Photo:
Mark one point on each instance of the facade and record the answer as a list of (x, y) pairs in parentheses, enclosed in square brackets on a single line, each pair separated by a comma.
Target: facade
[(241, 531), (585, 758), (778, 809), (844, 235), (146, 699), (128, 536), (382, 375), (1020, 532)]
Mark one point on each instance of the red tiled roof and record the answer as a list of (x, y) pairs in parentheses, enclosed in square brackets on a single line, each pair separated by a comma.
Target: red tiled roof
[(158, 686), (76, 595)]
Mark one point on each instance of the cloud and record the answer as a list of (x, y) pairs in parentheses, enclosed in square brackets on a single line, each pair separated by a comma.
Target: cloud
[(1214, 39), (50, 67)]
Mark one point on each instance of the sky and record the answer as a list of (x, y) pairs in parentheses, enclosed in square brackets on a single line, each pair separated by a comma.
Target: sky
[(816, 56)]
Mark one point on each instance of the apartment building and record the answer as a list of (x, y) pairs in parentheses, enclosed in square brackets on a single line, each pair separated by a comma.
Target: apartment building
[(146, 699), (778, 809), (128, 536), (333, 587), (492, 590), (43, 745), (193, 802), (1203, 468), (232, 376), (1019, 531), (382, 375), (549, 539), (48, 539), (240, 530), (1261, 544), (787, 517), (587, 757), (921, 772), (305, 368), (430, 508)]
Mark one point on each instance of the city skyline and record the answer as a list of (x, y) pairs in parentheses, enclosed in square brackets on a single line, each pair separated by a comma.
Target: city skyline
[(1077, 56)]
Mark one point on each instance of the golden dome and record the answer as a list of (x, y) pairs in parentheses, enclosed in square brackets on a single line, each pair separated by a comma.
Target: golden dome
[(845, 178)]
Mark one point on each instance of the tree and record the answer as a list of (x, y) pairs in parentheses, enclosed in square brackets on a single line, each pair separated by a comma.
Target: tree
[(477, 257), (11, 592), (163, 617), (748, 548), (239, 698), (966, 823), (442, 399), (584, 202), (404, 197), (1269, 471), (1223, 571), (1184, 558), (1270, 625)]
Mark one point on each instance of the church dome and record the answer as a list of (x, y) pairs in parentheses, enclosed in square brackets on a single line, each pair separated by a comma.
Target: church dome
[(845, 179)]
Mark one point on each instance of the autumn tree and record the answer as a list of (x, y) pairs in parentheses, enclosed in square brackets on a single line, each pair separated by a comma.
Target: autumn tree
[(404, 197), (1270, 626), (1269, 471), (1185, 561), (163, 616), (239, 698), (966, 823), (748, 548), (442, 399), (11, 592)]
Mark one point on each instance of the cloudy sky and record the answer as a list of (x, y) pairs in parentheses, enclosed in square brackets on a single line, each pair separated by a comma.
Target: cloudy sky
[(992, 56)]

Exercise task: Rewrite all of the data above as a numbered list, one line per item, with blank lines omitted.

Finished task:
1. Photo:
2. Mark one point on each instance of the facade and record the answer as a list of (x, y) pairs in parentheses, enclosed in square brackets on a single line, each pair separated by a comma.
3. Target: facade
4. [(241, 531), (585, 758), (778, 809), (844, 235), (146, 699), (128, 536), (382, 375), (1020, 532)]
5. Mark one point on each instance of the red tiled roof and record the answer as a list of (x, y) pairs in parentheses, enclosed in square brackets on a single line, each pair separated by a comma.
6. Target: red tiled roof
7. [(158, 686), (76, 595)]
8. Mark one point on each instance of the cloud and record the answer as a list of (x, y) pairs in parentheses, enclosed in square brackets on a single line, each pair separated by a comma.
9. Target: cloud
10. [(1214, 39), (50, 67)]
11. Mark one point on each instance of the sky and record the answer as a list of (x, y) pairs in parentheses, enclosed in square brackets on a single line, each pair separated by a comma.
12. Target: sky
13. [(816, 56)]
14. Mark one point on each instance of the apartment building and record the answer as a list of (x, y) pairs in parentheses, enclosed in square brackets on a single line, each pair separated by a comma.
15. Target: apartment building
16. [(146, 699), (778, 809), (128, 536), (333, 587), (492, 590), (43, 745), (193, 802), (1203, 468), (232, 376), (1019, 531), (382, 375), (549, 539), (48, 539), (240, 530), (1261, 544), (787, 517), (587, 757), (921, 772), (305, 368), (430, 508)]
17. Mark one point on each instance of the city skyline and record the answer as a list of (x, y) pairs in parentheses, enclosed in square brackets on a single line, each pair separated by a comma.
18. Target: city skyline
19. [(1077, 56)]
20. Mark one point on each instance of the golden dome and record the answer as a list of (x, y) pairs in parentheses, enclosed in square brackets on a single line, each pair separated by a comma.
21. Target: golden dome
22. [(845, 178)]
23. Mark one point on each instance of the tree and record the answer as a list of (x, y) pairs in parentheses, enclosed in square brackets on a single line, each pair separated by a comma.
24. Target: tree
25. [(477, 257), (11, 592), (163, 617), (748, 548), (239, 698), (966, 823), (442, 399), (584, 202), (404, 197), (1269, 471), (1223, 571), (1184, 558), (1270, 625)]
26. Mark one point on each instance of the church dome and record the answer as a list of (x, y) pairs in parentheses, enclosed in square brackets on a single line, each pair separated by a comma.
27. Target: church dome
28. [(845, 179)]
29. Mark one point on each instance of the autumn tree and record the answer as a list of (x, y) pairs in parentheses, enclosed in square brackets on a single line, each pair separated by a comma.
30. Target: autumn tree
31. [(404, 197), (1270, 626), (1269, 471), (1185, 561), (163, 616), (239, 698), (966, 823), (748, 548), (442, 399), (11, 592)]
32. Mark one point on each instance of the cloudy sky and record the answer as a list of (x, y) pairs in parentheses, enclosed in square brackets on a single line, each pair separated by a comma.
33. Target: cloudy sky
34. [(992, 56)]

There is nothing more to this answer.